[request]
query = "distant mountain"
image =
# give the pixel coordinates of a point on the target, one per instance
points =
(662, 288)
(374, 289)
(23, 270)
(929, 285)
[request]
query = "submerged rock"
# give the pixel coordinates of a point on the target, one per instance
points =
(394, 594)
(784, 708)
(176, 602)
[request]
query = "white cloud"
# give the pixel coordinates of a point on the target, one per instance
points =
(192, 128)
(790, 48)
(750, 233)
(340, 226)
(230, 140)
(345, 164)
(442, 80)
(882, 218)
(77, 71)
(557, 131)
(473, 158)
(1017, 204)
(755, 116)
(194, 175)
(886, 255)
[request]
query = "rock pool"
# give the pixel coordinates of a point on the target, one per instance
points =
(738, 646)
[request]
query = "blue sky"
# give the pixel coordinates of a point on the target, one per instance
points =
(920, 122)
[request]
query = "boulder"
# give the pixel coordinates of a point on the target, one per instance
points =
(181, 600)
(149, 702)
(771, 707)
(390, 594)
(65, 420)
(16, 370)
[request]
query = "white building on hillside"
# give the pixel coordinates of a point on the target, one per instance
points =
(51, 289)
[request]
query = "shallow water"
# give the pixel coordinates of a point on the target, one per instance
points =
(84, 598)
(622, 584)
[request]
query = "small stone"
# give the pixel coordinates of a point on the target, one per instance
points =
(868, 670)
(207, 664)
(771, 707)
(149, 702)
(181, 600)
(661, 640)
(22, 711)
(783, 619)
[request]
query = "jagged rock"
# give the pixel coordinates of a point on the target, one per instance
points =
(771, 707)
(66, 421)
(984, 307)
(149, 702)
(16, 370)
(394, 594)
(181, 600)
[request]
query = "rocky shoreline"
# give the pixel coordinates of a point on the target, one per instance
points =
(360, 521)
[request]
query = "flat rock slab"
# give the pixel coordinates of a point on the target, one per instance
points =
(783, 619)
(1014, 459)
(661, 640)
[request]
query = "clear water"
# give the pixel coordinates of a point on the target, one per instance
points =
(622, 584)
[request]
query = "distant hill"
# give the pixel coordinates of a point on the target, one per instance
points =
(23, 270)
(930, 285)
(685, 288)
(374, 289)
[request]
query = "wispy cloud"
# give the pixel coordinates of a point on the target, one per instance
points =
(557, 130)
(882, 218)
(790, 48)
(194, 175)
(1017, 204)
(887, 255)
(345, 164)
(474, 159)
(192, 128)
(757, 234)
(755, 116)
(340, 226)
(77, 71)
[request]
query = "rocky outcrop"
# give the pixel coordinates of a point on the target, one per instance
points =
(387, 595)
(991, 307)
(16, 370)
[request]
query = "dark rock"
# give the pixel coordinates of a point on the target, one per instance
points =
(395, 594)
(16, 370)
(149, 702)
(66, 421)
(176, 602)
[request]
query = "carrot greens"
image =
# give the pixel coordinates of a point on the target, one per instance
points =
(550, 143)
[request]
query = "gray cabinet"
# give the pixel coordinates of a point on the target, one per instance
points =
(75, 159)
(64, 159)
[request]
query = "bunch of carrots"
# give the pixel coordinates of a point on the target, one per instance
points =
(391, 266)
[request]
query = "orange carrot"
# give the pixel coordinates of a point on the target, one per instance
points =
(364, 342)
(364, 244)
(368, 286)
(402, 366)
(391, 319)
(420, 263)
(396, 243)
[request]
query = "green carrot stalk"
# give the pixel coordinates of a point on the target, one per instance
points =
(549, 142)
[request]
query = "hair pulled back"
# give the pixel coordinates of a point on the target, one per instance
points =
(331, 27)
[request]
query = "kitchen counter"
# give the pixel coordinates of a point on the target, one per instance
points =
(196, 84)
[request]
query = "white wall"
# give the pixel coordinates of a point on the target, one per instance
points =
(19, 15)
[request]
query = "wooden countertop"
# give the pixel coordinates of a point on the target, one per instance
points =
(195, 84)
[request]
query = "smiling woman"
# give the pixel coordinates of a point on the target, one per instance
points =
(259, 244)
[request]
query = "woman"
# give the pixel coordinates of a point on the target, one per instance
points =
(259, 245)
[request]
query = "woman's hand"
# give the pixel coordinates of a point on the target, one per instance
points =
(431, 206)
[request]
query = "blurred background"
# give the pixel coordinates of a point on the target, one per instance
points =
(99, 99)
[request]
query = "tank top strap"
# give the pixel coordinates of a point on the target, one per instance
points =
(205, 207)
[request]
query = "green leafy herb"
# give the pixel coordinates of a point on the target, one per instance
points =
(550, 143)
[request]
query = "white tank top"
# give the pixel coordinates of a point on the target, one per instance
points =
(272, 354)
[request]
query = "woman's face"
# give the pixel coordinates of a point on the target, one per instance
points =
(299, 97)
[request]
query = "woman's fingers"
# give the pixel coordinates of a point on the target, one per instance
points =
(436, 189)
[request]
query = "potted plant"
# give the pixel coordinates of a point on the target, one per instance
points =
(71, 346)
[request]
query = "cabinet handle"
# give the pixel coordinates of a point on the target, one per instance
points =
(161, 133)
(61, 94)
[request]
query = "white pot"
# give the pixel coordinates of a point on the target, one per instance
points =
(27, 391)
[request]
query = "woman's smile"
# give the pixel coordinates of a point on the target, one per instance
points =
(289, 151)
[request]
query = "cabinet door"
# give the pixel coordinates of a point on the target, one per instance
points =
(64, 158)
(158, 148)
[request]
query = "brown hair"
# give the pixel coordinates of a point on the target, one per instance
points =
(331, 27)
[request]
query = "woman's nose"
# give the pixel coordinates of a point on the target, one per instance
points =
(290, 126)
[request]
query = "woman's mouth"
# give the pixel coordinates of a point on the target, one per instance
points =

____

▶ _REQUIRED TASK_:
Which lines in the listing above contain the string "water", counting only matches with the same uppercase and lowercase letters? Copy each of those lines.

▶ _SOLUTION TO THIS TASK_:
query = "shallow water"
query = "clear water"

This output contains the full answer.